• Exercise brief: Find every line in the material below that contains the word "tree" and copy each one.

Dataset entries:
################

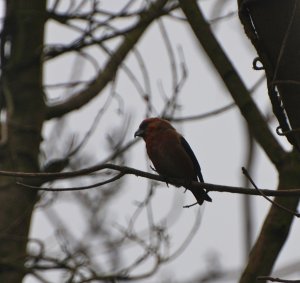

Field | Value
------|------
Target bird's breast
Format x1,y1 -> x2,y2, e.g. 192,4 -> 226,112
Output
146,135 -> 197,180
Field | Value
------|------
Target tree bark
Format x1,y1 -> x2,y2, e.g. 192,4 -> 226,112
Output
0,0 -> 46,283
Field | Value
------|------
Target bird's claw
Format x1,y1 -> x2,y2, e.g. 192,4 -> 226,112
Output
183,202 -> 198,208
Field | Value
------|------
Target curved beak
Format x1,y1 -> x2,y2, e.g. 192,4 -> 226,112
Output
134,129 -> 144,138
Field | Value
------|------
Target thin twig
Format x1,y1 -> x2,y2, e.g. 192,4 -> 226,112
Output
242,167 -> 300,217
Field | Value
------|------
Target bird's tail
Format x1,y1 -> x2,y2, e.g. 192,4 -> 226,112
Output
189,189 -> 212,205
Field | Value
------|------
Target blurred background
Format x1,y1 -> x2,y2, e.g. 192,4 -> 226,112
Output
2,0 -> 300,283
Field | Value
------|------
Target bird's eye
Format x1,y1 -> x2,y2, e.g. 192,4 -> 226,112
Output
139,121 -> 149,130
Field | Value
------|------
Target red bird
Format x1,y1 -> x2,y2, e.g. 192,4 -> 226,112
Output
134,118 -> 212,205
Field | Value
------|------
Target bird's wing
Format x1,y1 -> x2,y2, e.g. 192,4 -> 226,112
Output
180,136 -> 204,183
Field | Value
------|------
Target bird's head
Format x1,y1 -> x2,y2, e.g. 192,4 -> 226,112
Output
134,118 -> 174,139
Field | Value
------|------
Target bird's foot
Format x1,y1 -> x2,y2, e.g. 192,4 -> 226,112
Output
183,202 -> 198,208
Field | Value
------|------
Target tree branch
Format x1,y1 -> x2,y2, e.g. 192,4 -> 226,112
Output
47,0 -> 167,119
0,163 -> 300,197
179,0 -> 286,167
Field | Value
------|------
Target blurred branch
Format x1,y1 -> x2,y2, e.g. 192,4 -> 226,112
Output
257,276 -> 300,283
47,0 -> 168,119
179,0 -> 286,169
0,163 -> 300,197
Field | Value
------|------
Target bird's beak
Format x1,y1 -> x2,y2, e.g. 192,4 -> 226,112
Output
134,129 -> 144,138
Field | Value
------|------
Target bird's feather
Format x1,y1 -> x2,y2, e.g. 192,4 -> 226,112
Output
180,136 -> 204,183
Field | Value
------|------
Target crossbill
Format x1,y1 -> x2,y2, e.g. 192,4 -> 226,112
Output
134,118 -> 212,205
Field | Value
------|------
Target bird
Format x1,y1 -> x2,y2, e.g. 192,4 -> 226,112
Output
134,117 -> 212,205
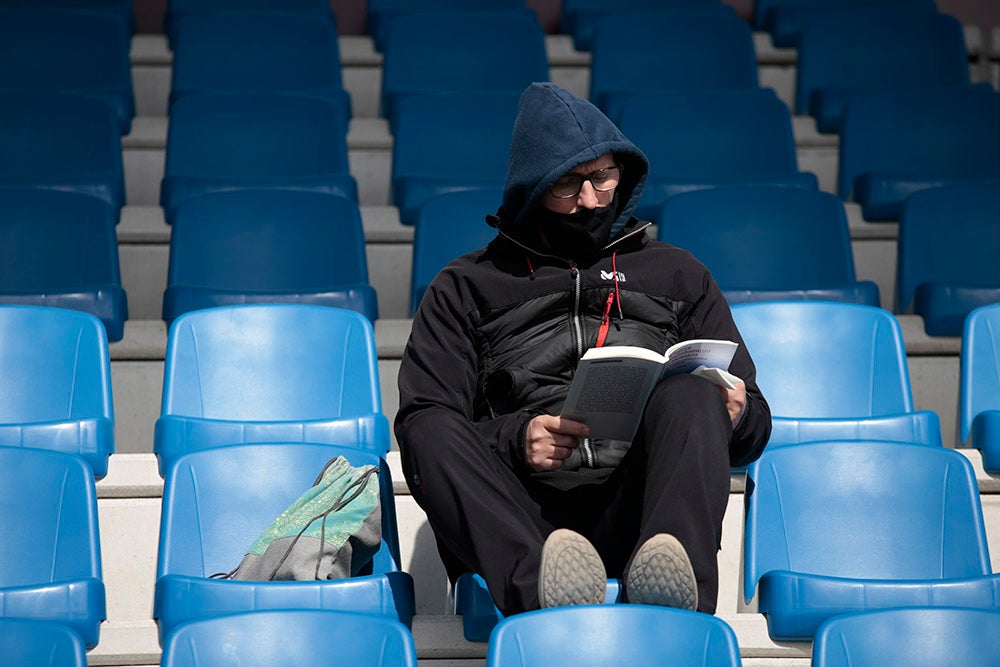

################

• The completed task:
Target tree bark
Target tree branch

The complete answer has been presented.